PROMPT A
Reproduce the passage of the Eugene O'Callaghan article from "Eugene O'Callaghan (7" to "Jesus through Mary.)" word for word.
PROMPT B
List every college named in the Eugene O'Callaghan article, with the town given for each.
PROMPT C
Answer these from the Eugene O'Callaghan article:
(i) On what date was he ordained priest?
(ii) What was his episcopal motto?
(iii) Who succeeded him as bishop?

- Church: Roman Catholic Church
- See: Clogher
- In office: 4 April 1943 – 28 November 1969
- Predecessor: Patrick McKenna
- Successor: Patrick Mulligan

Personal details
- Born: 7 January 1888 Camlough, County Armagh, Ireland,
- Died: 21 May 1973 (aged 85)

= Eugene O'Callaghan =

Irish bishop (1888-1973)

Eugene O'Callaghan (7 January 1888 – 21 May 1973) was a Roman Catholic bishop.

==Early life and education==
O'Callaghan was born in Errigal and educated at St Macartan's College, Monaghan and St Patrick's College, Maynooth. He was ordained priest on 21 June 1913 for service in the Archdiocese of Armagh. His first appointment was curate in the city of Armagh and eventually he became Administrator of the Cathedral Parish of Armagh. While in that role he was responsible for building the additional church of St. Malachy. He was named parish priest of St. Peter's parish in Drogheda in 1938.

==Bishop of Clogher==
He was appointed the Roman Catholic Bishop of Clogher in Ireland on 30 January 1943, following the death of Dr. Patrick McKenna, on 7 February 1942 and received episcopal consecration on 4 April 1943. His Episcopal Motto was Ad Jesum per Mariam (To Jesus through Mary.)

In 1957 he denounced the IRA border campaign arguing that physical force would only aggravate the division not bring a solution.

As was common with many Catholic bishops in Ireland at the time, one of his main pastoral priorities was education and specifically the provision of new schools to meet rising social demands. As bishop of a cross-border diocese, O'Callaghan had to operate within two jurisdictions but one academic and reviewer considers this Bishop O'Callaghan‘s "biggest achievement". O'Callaghan was responsible for the creation of St Michael's College, Enniskillen as a diocesan college, taking over the school from the Presentation Brothers and establishing it on a new site just outside the Fermanagh town.

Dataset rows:
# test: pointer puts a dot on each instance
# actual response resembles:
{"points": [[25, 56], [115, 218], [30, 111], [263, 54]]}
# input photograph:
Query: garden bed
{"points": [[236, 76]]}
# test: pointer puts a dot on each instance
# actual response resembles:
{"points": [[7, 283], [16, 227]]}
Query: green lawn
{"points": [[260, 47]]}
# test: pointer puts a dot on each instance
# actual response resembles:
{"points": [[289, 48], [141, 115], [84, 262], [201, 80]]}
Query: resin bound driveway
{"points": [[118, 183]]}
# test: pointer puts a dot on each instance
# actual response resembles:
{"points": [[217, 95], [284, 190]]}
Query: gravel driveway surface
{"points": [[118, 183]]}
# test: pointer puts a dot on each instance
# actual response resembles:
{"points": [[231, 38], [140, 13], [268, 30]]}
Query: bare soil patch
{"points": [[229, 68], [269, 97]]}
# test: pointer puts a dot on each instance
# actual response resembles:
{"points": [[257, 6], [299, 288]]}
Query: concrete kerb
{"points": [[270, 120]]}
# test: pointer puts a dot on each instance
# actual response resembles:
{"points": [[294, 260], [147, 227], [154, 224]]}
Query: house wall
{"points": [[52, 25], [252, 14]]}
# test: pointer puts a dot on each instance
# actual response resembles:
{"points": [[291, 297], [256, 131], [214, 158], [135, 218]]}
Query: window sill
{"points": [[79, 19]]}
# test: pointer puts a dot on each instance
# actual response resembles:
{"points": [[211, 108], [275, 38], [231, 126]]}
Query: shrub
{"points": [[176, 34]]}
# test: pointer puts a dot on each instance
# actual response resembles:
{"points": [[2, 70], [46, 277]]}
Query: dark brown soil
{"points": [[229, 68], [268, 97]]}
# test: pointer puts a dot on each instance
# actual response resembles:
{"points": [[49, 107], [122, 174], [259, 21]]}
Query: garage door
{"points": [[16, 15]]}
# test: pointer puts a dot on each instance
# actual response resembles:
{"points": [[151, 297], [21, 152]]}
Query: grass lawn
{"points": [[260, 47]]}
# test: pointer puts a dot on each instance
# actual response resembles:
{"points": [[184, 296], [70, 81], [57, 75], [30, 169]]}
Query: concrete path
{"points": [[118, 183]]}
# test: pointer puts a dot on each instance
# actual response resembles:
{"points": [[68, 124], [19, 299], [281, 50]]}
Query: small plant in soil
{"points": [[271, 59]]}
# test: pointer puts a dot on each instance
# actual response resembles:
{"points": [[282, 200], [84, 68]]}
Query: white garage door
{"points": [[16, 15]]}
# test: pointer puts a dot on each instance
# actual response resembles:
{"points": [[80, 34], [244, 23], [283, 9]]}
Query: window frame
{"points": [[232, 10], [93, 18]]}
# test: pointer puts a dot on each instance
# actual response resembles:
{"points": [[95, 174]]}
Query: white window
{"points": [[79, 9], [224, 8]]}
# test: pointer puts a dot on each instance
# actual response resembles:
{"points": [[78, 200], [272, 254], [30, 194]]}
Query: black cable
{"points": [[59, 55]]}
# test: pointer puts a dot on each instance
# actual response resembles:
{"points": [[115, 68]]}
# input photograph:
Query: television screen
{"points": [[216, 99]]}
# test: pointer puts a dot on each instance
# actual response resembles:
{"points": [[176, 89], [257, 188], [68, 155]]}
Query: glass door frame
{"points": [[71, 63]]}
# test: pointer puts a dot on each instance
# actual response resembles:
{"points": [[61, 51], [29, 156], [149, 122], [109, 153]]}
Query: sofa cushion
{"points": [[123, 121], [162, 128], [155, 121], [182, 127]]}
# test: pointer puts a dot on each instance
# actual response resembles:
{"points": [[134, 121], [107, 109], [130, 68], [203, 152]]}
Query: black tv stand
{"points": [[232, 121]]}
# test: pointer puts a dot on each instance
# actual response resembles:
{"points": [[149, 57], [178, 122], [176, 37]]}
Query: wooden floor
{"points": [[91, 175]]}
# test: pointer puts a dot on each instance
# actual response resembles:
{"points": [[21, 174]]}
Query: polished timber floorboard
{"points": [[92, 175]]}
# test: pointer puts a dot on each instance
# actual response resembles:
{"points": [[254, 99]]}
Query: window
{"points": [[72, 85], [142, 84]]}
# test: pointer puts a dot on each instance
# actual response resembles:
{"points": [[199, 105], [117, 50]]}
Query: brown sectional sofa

PROBLEM SOLUTION A
Eugene O'Callaghan (7 January 1888 – 21 May 1973) was a Roman Catholic bishop.

==Early life and education==
O'Callaghan was born in Errigal and educated at St Macartan's College, Monaghan and St Patrick's College, Maynooth. He was ordained priest on 21 June 1913 for service in the Archdiocese of Armagh. His first appointment was curate in the city of Armagh and eventually he became Administrator of the Cathedral Parish of Armagh. While in that role he was responsible for building the additional church of St. Malachy. He was named parish priest of St. Peter's parish in Drogheda in 1938.

==Bishop of Clogher==
He was appointed the Roman Catholic Bishop of Clogher in Ireland on 30 January 1943, following the death of Dr. Patrick McKenna, on 7 February 1942 and received episcopal consecration on 4 April 1943. His Episcopal Motto was Ad Jesum per Mariam (To Jesus through Mary.)

PROBLEM SOLUTION B
St Macartan's College, Monaghan
St Patrick's College, Maynooth
St Michael's College, Enniskillen

PROBLEM SOLUTION C
(i) 21 June 1913
(ii) Ad Jesum per Mariam (To Jesus through Mary)
(iii) Patrick Mulligan